• [EXERCISE INSTRUCTIONS]
Can you copy the material from its start through the line containing "[(75, 208)]", switching "shrub" to "bush" and changing nothing else? Leave the pictures out.

• [RECORDS FOR THIS TASK]
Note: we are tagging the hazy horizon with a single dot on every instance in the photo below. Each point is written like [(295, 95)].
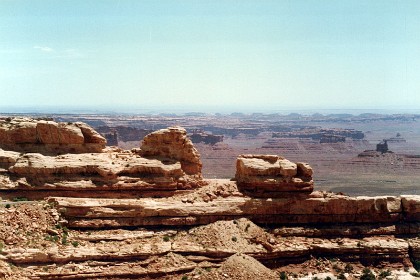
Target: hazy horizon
[(156, 110), (210, 55)]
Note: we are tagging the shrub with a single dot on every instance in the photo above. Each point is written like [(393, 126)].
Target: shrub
[(247, 227), (19, 199), (283, 275), (384, 274), (348, 268), (341, 276), (367, 275)]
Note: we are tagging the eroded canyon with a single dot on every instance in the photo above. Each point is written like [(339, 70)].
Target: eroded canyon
[(75, 208)]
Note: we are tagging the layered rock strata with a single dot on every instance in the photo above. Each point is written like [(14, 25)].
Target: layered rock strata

• [RESPONSE TO THE TASK]
Note: we are tagging the hazy horizon with a single dot on every instance in the photo below. Each point is written like [(295, 95)].
Target: hazy horizon
[(156, 110), (210, 55)]
Note: we are tagging the bush with a single dot on every instance in the photo above. Each point is written like [(393, 126)].
Target: bush
[(247, 227), (19, 199), (283, 275), (384, 274), (348, 268), (341, 276), (367, 275)]
Note: we are tagging the eroded canyon with a single dot on every instance in the photo above. Each point is written like [(339, 70)].
Target: eroded canyon
[(75, 208)]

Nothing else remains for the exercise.